[Study text]

----

Lunch in Portmeirion

Portmeirion village is not modelled on a specific location in Italy; a charge that always annoyed Sir Clough Williams-Ellis, its architect and creator. As a project born of passion and commitment rather than logic, it makes it a peculiarly suitable point to pause a classic car rally.   The village has two hundred and fifty year-round, full-time employees, and on June 6th, that number was supplemented by marshals and officials from the Three Castles, covering timing, parking, and hospitality. 

As ever, the morning had challenged competitors with a mixture of regularities and tests.  It was the regularities that had proved most difficult for Malcolm and Martin Davies in the 1934 Alvis, their Brantz having begun to switch itself off, leaving diligence and guesswork as their best guide for much of the time.  The Alvis had a fuel starvation issue too. Still, they had learned to adapt to that and on arrival had the Brit Assist team get to grips with the more pressing problem before enjoying lunch at the Portmeirion Hotel with its spectacular views over the Dwyryd estuary. 

Between the coffee halt at Plas Heli and lunch at Portmeirion, the gap between first and second place had shrunk to one second, Graham Walker nursing a final drive problem and Mark Godfrey poised to overhaul him.  David and Sally Ward were holding a solid third and leading the intermediates, while the rally’s oldest car, the Shoosmith / Baker Bentley, was leading the Heritage class.

Contesting their third Three Castles, Robert and Timothy Carr, running in the novice class with their Sunbeam Imp, were enjoying the event.
“It’s been hard but brilliant fun - if we finish in the top twenty, we’ll be really pleased.” 
At lunch, the pair were in fourteenth position, on target to exceed their goal after their disappointment at being forced to retire last year due to clutch failure.

Despite the determination of the crew, the Thunderbird's misfire eventually led to their retirement, but at Port Meirion, there was little sign of widespread last-day mechanical anxiety. The sun was shining, the cloud no longer hovering over the high hills, and the sky was blue - set fair for another tense finish to the Three Castles Rally in Llandudno.

----

Stored records:
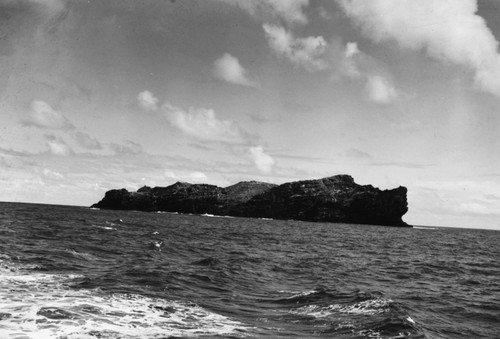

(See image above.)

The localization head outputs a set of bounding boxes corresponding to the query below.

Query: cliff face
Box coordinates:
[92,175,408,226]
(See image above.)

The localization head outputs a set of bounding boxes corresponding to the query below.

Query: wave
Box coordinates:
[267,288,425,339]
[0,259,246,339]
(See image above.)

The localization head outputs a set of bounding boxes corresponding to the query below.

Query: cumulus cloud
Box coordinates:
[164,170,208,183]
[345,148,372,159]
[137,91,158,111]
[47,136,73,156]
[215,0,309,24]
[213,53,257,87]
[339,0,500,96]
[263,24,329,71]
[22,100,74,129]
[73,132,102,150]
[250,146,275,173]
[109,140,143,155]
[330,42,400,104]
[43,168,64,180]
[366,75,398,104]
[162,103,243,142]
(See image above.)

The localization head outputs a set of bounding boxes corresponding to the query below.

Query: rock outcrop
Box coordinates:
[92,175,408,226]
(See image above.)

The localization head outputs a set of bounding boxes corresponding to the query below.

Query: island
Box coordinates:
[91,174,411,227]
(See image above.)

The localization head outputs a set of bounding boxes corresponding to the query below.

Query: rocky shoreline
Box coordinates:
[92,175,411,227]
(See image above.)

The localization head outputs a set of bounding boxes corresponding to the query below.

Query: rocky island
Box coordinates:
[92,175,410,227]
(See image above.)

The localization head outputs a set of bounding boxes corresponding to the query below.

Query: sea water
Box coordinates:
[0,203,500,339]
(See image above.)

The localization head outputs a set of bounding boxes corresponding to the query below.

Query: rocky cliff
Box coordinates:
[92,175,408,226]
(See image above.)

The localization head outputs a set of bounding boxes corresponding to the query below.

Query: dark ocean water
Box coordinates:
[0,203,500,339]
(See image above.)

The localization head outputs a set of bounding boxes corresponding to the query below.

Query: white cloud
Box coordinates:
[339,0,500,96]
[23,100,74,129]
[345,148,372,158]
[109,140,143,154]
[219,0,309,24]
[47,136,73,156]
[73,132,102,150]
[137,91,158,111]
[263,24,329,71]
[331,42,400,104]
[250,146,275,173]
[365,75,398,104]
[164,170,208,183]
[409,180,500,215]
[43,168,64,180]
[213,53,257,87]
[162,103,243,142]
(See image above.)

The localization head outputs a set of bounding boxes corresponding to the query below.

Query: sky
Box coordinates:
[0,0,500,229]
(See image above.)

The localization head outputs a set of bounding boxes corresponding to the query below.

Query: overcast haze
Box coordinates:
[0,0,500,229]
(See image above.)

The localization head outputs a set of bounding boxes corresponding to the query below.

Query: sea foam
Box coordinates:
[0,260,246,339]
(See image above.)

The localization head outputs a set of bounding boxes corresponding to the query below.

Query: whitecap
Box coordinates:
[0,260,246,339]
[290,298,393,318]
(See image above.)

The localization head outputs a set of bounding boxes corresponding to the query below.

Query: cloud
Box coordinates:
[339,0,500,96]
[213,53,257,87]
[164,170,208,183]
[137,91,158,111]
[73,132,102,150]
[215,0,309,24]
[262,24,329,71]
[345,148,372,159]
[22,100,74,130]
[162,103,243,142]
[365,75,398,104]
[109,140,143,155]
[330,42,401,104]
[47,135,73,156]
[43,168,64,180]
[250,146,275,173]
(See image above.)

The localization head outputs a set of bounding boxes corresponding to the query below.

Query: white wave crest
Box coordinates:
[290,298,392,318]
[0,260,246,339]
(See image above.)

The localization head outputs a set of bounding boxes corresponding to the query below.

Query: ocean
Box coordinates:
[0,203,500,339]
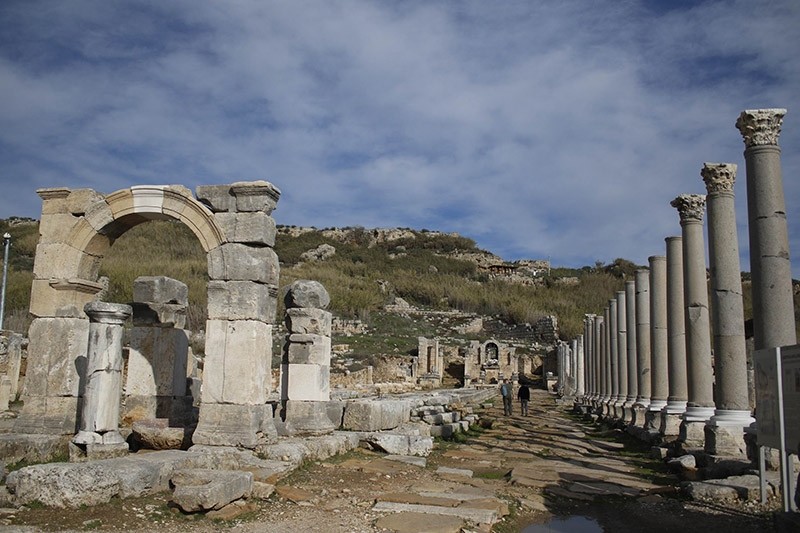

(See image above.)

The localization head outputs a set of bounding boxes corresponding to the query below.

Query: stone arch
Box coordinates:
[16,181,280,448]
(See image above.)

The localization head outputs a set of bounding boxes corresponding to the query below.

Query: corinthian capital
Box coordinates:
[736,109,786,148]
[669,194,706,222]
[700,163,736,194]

----

Please list every car that the Portmeirion lunch report names.

- the 1934 Alvis
- the Sunbeam Imp
- the Shoosmith / Baker Bentley
- the Thunderbird